Summer Storm Festival is an annual music festival which takes place in Bangalore, India at the Palace Grounds. The inaugural edition of the Festival was held on 15 May 2010, headlined by American metal band Lamb of God. 
A number of Indian opening and support bands were also part of the event.

Significance
The Summer Storm Festival promises to be in the same vein of the Deccan Rock festival in that both festivals promote Hard Rock and Metal acts and does not bow to commercial or corporate pressures to have pop or radio friendly musicians performing. It is widely regarded as the biggest metal festival in the country, with thousands of metal fans from across India and abroad coming down to witness the event in the city of Bangalore every summer after the failure of the Rock 'n India festival leaning towards the more radio friendly pop genre from 2010 onwards.
-=-=-=-=-
→ Written exercise 1
Copy the stretch of the Summer Storm Festival passage from "A number of" through "from 2010 onwards.".
→ Written exercise 2
Rewrite the entries from the line containing "compact form (1,92)." through the end of the entries, swapping "paved road" for "gravel road" and leaving everything else unchanged. Give only those lines.

(Dataset excerpts on object pointing)
-=-=-=-=-
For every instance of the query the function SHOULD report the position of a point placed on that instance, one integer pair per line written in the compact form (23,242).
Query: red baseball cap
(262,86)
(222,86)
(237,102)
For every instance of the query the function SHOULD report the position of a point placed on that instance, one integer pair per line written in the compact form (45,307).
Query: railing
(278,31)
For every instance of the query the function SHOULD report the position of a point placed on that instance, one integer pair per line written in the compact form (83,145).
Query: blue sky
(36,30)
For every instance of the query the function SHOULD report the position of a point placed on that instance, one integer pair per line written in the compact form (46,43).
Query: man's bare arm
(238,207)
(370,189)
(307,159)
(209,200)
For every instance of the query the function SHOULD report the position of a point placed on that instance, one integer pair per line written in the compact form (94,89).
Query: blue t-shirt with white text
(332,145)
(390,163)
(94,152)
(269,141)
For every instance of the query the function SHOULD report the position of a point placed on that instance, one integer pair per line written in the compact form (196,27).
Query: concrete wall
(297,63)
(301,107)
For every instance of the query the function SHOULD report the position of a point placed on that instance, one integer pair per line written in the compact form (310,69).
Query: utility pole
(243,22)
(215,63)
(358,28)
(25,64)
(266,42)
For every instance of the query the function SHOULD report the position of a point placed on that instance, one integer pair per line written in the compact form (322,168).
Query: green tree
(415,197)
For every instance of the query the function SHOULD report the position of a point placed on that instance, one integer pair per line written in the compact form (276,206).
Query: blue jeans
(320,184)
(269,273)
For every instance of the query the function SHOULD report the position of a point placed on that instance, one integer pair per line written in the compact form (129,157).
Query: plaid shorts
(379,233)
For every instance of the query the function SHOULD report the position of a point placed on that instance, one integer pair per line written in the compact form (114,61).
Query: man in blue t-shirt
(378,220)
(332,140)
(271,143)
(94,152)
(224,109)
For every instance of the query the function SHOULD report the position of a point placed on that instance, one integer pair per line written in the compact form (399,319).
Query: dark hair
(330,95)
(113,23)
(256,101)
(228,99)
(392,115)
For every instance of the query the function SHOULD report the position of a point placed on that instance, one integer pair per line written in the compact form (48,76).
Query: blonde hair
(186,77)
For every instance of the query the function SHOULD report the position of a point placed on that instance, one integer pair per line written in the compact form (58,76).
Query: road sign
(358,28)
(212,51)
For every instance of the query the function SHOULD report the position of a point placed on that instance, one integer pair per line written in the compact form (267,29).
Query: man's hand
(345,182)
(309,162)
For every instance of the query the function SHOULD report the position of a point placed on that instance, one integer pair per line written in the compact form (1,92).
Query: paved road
-=-=-=-=-
→ Full answer 1
A number of Indian opening and support bands were also part of the event.

Significance
The Summer Storm Festival promises to be in the same vein of the Deccan Rock festival in that both festivals promote Hard Rock and Metal acts and does not bow to commercial or corporate pressures to have pop or radio friendly musicians performing. It is widely regarded as the biggest metal festival in the country, with thousands of metal fans from across India and abroad coming down to witness the event in the city of Bangalore every summer after the failure of the Rock 'n India festival leaning towards the more radio friendly pop genre from 2010 onwards.

→ Full answer 2
For every instance of the query the function SHOULD report the position of a point placed on that instance, one integer pair per line written in the compact form (1,92).
Query: gravel road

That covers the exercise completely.